WHAT IS REQUIRED:
In the records, starting at the line with "Could you spot the white baseboard" and running through the end, change "in this photograph" to "in this image" and reproduce those lines with everything else unchanged. Leave out the pictures.

======== TASK MATERIAL

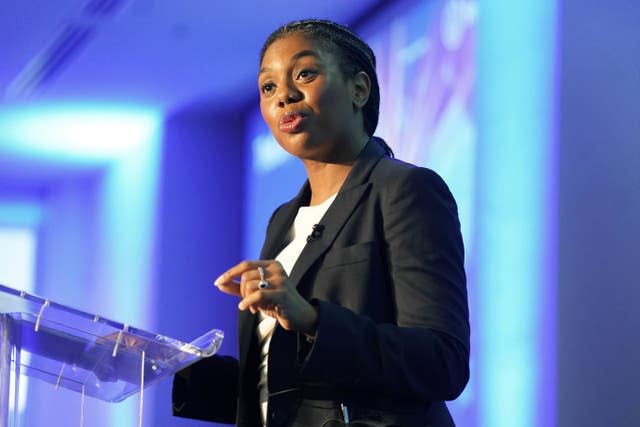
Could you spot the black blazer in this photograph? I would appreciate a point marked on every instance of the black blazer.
(386, 274)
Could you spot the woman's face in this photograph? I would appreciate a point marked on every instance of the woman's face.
(307, 102)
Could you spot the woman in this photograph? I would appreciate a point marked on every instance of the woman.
(357, 309)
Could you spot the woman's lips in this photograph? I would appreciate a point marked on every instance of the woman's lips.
(292, 122)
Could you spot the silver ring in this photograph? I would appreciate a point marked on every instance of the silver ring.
(262, 284)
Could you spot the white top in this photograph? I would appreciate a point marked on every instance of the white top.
(306, 218)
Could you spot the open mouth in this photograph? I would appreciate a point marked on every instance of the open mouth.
(292, 121)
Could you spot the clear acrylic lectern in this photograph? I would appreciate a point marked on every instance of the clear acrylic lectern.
(83, 352)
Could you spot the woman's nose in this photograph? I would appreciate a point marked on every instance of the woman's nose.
(287, 94)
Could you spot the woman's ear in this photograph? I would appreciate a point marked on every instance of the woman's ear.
(362, 89)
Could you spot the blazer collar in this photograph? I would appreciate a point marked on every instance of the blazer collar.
(336, 216)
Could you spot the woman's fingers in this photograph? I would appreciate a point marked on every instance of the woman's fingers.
(231, 288)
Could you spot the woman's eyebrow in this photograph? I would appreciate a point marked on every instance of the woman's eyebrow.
(295, 57)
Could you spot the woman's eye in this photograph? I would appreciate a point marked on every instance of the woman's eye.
(306, 74)
(267, 88)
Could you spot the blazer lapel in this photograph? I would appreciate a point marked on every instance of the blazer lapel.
(340, 210)
(346, 201)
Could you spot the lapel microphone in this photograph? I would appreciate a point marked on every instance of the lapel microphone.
(316, 232)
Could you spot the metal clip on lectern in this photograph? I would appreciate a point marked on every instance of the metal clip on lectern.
(83, 352)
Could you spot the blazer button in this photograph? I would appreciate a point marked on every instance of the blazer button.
(277, 419)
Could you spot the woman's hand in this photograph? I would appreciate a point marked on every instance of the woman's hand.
(279, 299)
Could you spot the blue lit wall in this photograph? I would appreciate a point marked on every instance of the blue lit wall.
(88, 174)
(515, 332)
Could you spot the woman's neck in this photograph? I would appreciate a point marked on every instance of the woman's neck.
(325, 180)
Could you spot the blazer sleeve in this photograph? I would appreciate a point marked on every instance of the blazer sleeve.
(207, 390)
(425, 354)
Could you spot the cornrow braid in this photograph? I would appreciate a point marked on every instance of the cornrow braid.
(354, 55)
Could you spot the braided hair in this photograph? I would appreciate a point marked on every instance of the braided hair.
(354, 55)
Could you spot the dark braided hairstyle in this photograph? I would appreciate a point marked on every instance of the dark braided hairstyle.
(354, 55)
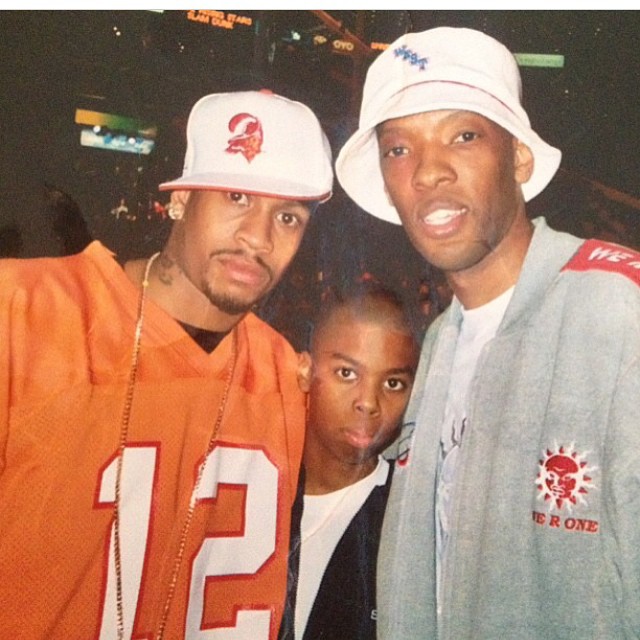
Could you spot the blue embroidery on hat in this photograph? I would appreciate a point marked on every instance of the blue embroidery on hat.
(411, 57)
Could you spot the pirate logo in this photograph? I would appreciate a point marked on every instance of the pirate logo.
(563, 478)
(248, 136)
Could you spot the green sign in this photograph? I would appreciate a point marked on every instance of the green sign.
(540, 60)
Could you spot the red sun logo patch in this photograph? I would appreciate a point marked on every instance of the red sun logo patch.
(564, 478)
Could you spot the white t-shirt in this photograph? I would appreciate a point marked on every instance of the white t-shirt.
(325, 518)
(478, 326)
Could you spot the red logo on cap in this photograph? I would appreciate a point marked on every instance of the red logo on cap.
(248, 136)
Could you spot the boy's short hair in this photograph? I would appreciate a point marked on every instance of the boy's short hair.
(370, 300)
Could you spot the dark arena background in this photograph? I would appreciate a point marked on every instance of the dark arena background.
(95, 104)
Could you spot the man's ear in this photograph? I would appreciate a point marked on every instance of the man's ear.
(523, 161)
(304, 371)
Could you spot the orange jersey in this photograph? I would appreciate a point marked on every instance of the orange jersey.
(66, 341)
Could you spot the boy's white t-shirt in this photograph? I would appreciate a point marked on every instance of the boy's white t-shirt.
(325, 518)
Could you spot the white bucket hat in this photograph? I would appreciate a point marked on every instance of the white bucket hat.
(442, 68)
(256, 142)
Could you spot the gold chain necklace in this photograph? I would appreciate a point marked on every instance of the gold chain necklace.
(124, 434)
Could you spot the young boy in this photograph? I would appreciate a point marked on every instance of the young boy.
(358, 377)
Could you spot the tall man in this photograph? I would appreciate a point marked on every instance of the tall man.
(150, 426)
(514, 507)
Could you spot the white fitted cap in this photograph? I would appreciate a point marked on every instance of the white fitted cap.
(256, 142)
(442, 68)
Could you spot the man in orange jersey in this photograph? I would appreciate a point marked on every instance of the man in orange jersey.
(150, 425)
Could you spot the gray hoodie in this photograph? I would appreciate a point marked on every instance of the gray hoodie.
(545, 539)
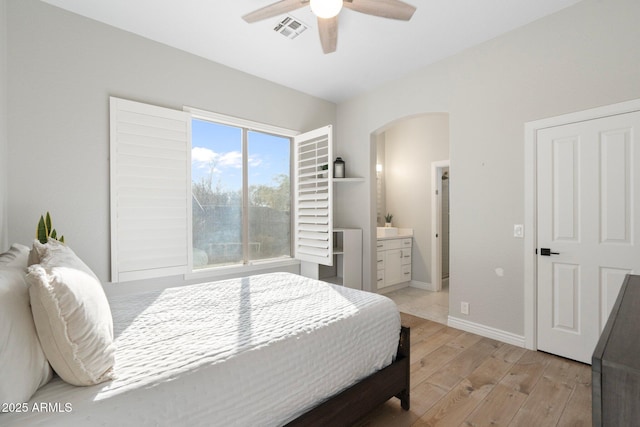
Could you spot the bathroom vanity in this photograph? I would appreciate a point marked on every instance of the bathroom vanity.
(393, 256)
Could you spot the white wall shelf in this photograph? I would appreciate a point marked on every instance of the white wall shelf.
(346, 268)
(354, 179)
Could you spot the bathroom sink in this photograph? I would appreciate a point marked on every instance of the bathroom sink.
(387, 231)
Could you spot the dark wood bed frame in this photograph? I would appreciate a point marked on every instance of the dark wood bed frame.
(358, 400)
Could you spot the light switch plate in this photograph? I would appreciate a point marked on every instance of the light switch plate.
(518, 231)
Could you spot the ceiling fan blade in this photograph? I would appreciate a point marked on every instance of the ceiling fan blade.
(394, 9)
(328, 29)
(275, 9)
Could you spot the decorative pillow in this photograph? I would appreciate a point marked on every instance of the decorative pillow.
(37, 249)
(16, 256)
(72, 316)
(23, 365)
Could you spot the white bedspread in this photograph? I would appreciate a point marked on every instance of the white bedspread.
(256, 351)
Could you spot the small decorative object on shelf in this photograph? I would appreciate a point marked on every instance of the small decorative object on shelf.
(387, 219)
(45, 231)
(338, 168)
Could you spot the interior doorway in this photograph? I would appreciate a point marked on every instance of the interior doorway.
(402, 153)
(440, 184)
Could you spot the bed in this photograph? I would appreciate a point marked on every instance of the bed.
(268, 350)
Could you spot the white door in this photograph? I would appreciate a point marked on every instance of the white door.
(588, 228)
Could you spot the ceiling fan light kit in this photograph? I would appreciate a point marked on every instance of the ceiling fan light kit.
(325, 8)
(327, 12)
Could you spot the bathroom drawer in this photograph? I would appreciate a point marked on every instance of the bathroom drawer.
(392, 244)
(380, 282)
(406, 272)
(380, 260)
(406, 256)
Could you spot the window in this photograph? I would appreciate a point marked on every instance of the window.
(183, 199)
(241, 192)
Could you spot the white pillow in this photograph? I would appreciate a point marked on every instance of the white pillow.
(16, 256)
(23, 365)
(72, 316)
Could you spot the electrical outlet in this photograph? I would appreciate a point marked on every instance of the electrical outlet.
(464, 307)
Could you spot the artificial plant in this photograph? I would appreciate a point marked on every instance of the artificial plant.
(45, 230)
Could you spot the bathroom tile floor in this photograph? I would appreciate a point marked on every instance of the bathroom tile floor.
(425, 304)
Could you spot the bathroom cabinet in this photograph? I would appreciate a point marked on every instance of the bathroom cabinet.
(393, 261)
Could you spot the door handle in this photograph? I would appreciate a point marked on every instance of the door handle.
(547, 252)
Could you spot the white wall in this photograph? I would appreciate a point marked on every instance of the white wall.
(411, 145)
(4, 163)
(581, 57)
(61, 70)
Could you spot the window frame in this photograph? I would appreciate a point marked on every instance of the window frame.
(246, 266)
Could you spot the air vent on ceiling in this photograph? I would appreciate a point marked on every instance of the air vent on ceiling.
(290, 27)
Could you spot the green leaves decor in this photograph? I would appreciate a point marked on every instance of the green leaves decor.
(45, 230)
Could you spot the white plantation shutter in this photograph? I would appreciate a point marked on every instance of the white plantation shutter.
(150, 175)
(314, 195)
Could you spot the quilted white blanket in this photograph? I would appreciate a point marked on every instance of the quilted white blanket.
(256, 351)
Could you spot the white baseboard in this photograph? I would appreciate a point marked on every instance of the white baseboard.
(486, 331)
(421, 285)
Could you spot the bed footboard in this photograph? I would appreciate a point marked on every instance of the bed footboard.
(358, 400)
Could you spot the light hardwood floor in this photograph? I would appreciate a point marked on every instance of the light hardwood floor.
(462, 379)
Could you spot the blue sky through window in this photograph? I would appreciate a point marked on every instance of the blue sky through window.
(217, 149)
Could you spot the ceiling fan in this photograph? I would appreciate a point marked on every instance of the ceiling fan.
(327, 12)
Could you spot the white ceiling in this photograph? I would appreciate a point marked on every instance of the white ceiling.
(371, 50)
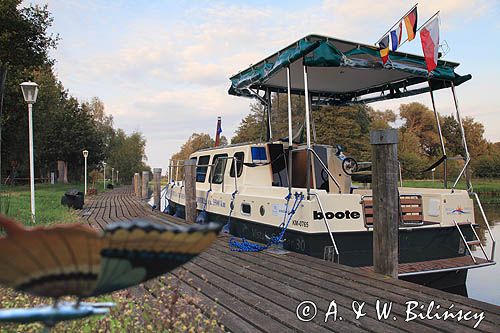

================

SOLUTION TO THIS EXERCISE:
Could you spot the white baseboard in this image? I would appreciate a point marked on every instance of the white baseboard.
(486, 331)
(421, 285)
Could you spot the bed footboard in this image? I would appreciate a point marked on every instance of the bed footboard.
(358, 400)
Could you spot the light hardwood floor in this image? I would appreciate a point marked on every instance of the light hardwood floor.
(462, 379)
Could you spot the blue sky through window in this image? I would appreciate a point marked on every instance of the blue sky through window.
(217, 149)
Could you spot the ceiling fan in this image? I would appreciate a point marked on every instance of the ceiling fan.
(327, 12)
Could you spot the white ceiling in this image? I would appreciate a point marked on every instance of the white ceiling.
(371, 50)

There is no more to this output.